EXCERPTED RECORDS
....

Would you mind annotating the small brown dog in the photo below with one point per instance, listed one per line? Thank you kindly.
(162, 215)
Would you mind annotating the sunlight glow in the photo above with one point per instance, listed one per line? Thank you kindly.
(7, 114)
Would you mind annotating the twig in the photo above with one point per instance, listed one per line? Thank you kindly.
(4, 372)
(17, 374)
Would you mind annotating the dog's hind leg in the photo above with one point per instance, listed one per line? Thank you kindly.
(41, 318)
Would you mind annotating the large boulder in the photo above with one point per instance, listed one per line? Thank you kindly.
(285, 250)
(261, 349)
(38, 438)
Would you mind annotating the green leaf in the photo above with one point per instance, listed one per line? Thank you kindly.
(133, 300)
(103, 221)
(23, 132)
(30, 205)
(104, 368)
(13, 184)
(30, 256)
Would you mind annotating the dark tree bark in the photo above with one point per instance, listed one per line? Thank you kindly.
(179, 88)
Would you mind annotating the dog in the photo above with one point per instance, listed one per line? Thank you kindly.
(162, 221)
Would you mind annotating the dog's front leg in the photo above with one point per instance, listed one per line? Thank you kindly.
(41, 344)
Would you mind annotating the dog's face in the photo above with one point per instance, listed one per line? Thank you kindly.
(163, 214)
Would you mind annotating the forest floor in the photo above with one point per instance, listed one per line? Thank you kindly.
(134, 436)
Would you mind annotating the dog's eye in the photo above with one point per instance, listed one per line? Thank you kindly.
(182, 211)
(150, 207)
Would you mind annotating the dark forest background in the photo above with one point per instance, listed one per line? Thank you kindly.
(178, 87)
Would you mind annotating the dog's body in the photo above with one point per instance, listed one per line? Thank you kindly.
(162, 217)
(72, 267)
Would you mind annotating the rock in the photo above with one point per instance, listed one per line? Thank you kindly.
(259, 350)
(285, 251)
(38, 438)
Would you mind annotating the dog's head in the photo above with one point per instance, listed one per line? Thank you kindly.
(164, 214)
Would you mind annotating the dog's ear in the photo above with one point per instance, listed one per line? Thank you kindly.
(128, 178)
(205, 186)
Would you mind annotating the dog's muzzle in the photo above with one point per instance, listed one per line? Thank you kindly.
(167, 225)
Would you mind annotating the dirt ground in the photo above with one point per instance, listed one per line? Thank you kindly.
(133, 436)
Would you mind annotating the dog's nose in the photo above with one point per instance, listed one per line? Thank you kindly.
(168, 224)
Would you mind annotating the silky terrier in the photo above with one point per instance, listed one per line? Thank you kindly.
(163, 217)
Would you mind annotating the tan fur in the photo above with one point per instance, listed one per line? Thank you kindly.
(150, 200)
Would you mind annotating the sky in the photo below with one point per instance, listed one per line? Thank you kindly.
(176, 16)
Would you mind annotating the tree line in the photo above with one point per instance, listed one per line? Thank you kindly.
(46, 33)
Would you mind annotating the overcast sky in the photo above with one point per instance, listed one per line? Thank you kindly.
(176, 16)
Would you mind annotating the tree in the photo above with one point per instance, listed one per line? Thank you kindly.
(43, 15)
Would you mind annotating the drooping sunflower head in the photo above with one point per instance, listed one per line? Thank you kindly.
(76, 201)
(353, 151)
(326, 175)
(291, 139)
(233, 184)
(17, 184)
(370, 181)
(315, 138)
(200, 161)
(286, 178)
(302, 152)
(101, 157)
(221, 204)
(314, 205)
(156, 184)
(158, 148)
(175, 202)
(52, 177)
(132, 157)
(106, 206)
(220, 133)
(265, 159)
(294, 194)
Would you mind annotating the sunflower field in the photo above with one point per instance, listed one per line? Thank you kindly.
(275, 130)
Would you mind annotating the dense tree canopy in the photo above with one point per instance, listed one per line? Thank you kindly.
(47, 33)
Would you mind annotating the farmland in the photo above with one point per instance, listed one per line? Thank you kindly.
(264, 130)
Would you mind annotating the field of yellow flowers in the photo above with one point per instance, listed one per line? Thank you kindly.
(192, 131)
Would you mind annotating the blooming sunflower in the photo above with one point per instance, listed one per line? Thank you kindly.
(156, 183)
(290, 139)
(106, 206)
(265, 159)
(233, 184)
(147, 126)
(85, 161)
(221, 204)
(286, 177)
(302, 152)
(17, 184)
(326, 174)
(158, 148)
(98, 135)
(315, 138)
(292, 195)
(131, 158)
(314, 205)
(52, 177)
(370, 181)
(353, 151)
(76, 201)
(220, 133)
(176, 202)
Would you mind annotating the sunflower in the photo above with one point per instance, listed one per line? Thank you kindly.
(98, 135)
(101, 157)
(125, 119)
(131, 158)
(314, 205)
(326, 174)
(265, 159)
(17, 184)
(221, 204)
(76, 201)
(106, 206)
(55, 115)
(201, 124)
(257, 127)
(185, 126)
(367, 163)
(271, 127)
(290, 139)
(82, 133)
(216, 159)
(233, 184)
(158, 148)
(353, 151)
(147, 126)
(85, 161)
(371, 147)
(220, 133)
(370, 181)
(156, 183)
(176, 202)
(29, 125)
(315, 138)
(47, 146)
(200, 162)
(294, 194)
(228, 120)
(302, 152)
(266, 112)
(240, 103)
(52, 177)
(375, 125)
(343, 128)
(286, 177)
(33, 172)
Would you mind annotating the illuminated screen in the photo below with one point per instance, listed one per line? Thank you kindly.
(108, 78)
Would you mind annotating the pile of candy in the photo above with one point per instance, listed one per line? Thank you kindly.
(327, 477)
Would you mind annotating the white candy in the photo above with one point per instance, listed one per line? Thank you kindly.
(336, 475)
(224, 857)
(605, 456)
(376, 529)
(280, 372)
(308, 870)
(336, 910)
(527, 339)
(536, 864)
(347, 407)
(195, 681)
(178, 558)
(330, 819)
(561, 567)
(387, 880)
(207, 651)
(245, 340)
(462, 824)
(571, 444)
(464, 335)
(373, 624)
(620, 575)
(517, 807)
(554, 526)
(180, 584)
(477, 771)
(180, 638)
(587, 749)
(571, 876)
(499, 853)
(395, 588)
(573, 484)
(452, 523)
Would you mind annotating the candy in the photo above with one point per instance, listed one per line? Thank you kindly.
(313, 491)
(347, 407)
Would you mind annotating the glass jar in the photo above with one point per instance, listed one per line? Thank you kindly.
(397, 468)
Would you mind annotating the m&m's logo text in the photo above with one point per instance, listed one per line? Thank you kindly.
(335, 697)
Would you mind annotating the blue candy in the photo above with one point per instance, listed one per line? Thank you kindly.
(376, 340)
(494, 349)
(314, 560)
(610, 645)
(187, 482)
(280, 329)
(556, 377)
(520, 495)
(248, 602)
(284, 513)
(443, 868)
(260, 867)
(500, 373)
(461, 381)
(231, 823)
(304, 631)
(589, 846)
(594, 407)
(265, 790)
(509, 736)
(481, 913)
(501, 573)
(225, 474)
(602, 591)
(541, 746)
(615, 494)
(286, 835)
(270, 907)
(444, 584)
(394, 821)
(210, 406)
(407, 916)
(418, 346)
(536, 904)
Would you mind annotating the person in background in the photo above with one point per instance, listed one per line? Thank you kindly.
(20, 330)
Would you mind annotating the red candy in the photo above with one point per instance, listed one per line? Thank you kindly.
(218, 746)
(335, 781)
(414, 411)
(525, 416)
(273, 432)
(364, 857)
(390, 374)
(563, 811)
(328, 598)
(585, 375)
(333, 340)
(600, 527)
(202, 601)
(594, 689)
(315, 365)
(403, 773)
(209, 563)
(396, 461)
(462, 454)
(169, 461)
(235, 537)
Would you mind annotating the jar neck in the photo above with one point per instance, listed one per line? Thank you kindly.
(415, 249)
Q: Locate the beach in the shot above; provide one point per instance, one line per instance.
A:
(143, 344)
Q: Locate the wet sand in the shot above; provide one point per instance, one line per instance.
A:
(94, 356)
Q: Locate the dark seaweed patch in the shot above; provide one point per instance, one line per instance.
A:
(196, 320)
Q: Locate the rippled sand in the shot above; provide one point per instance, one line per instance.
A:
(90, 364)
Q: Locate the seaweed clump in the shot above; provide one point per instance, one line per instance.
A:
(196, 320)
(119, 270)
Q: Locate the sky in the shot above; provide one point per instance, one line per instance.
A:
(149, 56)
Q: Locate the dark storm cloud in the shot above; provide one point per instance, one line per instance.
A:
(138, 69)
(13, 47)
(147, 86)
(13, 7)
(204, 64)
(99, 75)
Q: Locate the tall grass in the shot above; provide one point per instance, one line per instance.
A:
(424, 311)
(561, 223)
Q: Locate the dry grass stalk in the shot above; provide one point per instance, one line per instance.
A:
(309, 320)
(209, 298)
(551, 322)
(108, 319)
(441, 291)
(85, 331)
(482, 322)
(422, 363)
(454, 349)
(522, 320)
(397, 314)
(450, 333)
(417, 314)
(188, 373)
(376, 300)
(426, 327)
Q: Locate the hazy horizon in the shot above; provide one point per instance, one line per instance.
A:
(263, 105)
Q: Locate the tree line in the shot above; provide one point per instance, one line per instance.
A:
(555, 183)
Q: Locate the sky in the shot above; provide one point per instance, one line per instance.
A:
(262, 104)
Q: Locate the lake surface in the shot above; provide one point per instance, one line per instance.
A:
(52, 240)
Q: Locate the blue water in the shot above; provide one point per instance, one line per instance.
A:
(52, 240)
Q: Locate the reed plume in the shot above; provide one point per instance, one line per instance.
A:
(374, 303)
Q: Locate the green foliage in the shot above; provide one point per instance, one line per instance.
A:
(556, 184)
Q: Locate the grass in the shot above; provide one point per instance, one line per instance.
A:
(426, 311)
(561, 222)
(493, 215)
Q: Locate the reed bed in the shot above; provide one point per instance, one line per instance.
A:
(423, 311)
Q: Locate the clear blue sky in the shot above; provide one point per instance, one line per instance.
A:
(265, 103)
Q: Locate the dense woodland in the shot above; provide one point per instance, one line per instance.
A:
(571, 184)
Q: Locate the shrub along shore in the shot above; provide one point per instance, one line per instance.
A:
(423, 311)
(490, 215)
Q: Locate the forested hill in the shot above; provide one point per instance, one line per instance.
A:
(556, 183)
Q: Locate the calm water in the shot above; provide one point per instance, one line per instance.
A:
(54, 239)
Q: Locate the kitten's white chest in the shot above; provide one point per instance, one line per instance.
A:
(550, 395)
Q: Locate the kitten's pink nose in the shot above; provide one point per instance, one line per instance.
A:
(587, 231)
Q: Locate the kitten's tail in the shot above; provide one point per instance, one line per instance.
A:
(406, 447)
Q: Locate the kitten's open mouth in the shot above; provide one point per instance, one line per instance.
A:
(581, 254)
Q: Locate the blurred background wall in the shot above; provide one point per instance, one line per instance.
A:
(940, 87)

....

WORK REQUIRED
Scan the records above and show every line in which the word "water" occurs.

WRITTEN ANSWER
Q: Locate the blue water in the shot above; provide one point per instance, one line per instance.
Q: Locate the calm water in the shot above; provide one point per instance, one line per instance.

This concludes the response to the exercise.